Tuesday, 25 March 2014

A case of crabs

We had Rob Dawe back today, unexpectedly but gladly. Today promised to be a little calmer than yesterday, with a shorter prep list, but with some brand new skills I was looking forward to picking up.

We started off with lots of pork! We prepped pork belly in pairs by scoring the skin with very sharp knives, not to cut through to the flesh but to create a lovely crackling for when we roast the meat later in the week. We sprinkled this liberally with salt, rested the meat in a roasting tin on top of a bed of chunks of carrot, celery, onion and leek, along with thyme, smashed cloves of garlic and broken up star anise. We topped the tin up with water up to the top of the vegetables, covered the meat with baking parchment and foil before putting the meat into the oven at 150°C for 5 hours. Belly pork is an economical cut - 800g will cost about £4 - but it is worth remembering that it will lose about 1/3 of its volume in the cooking process, so a piece this size would make two portions. The meat can also be cooked as a confit to make pork rillettes. Once the meat had cooked, we removed rib bones, cartilage and excess fat layers underneath before wrapping the meat in portions in clingfilm. It will be pressed overnight in the fridge by placing a tray on top of it with a pestle and mortar, and we will roast it for lunch tomorrow.

# Recorded information
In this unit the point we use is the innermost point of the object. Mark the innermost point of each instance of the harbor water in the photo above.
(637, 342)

# Task
Copy out the cooking-class blog entry about crabs and pork belly word for word, from start to finish.

# Correct result
Tuesday, 25 March 2014

A case of crabs

We had Rob Dawe back today, unexpectedly but gladly. Today promised to be a little calmer than yesterday, with a shorter prep list, but with some brand new skills I was looking forward to picking up.

We started off with lots of pork! We prepped pork belly in pairs by scoring the skin with very sharp knives, not to cut through to the flesh but to create a lovely crackling for when we roast the meat later in the week. We sprinkled this liberally with salt, rested the meat in a roasting tin on top of a bed of chunks of carrot, celery, onion and leek, along with thyme, smashed cloves of garlic and broken up star anise. We topped the tin up with water up to the top of the vegetables, covered the meat with baking parchment and foil before putting the meat into the oven at 150°C for 5 hours. Belly pork is an economical cut - 800g will cost about £4 - but it is worth remembering that it will lose about 1/3 of its volume in the cooking process, so a piece this size would make two portions. The meat can also be cooked as a confit to make pork rillettes. Once the meat had cooked, we removed rib bones, cartilage and excess fat layers underneath before wrapping the meat in portions in clingfilm. It will be pressed overnight in the fridge by placing a tray on top of it with a pestle and mortar, and we will roast it for lunch tomorrow.